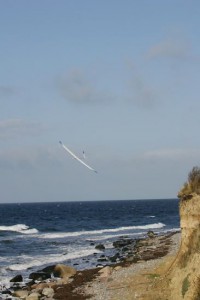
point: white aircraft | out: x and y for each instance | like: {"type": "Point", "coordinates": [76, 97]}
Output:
{"type": "Point", "coordinates": [76, 157]}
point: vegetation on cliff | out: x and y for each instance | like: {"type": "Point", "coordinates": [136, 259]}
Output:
{"type": "Point", "coordinates": [192, 185]}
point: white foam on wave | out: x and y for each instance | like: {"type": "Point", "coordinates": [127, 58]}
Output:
{"type": "Point", "coordinates": [21, 228]}
{"type": "Point", "coordinates": [95, 232]}
{"type": "Point", "coordinates": [37, 261]}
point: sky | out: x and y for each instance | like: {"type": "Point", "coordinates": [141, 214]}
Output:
{"type": "Point", "coordinates": [117, 79]}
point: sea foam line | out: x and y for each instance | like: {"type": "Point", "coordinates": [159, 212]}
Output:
{"type": "Point", "coordinates": [94, 232]}
{"type": "Point", "coordinates": [54, 258]}
{"type": "Point", "coordinates": [22, 228]}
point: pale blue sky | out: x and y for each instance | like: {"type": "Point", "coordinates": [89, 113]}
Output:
{"type": "Point", "coordinates": [119, 79]}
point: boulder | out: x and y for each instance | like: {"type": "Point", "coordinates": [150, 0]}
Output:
{"type": "Point", "coordinates": [122, 243]}
{"type": "Point", "coordinates": [64, 271]}
{"type": "Point", "coordinates": [40, 276]}
{"type": "Point", "coordinates": [33, 296]}
{"type": "Point", "coordinates": [21, 294]}
{"type": "Point", "coordinates": [100, 247]}
{"type": "Point", "coordinates": [48, 292]}
{"type": "Point", "coordinates": [105, 272]}
{"type": "Point", "coordinates": [17, 278]}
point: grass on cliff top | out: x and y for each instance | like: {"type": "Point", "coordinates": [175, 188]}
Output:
{"type": "Point", "coordinates": [192, 185]}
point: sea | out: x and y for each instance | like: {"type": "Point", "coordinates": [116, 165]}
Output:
{"type": "Point", "coordinates": [36, 235]}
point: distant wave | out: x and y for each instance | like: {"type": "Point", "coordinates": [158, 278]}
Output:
{"type": "Point", "coordinates": [22, 228]}
{"type": "Point", "coordinates": [37, 261]}
{"type": "Point", "coordinates": [93, 232]}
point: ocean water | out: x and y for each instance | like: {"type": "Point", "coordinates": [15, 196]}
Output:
{"type": "Point", "coordinates": [36, 235]}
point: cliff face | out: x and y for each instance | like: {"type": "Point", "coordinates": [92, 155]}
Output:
{"type": "Point", "coordinates": [184, 276]}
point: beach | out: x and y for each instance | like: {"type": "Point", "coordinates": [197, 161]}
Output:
{"type": "Point", "coordinates": [130, 279]}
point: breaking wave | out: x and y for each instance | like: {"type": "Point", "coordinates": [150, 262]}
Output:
{"type": "Point", "coordinates": [94, 232]}
{"type": "Point", "coordinates": [21, 228]}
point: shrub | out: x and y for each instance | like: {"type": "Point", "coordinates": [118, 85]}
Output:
{"type": "Point", "coordinates": [192, 185]}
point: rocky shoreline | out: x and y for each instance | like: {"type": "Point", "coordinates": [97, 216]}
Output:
{"type": "Point", "coordinates": [65, 282]}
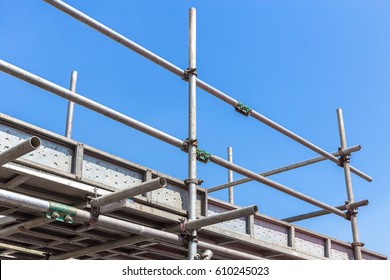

_ _ _

JOB => How many lines in the rows above contain the word "wave"? Reply with the number alone.

COMPLETE OUTPUT => 3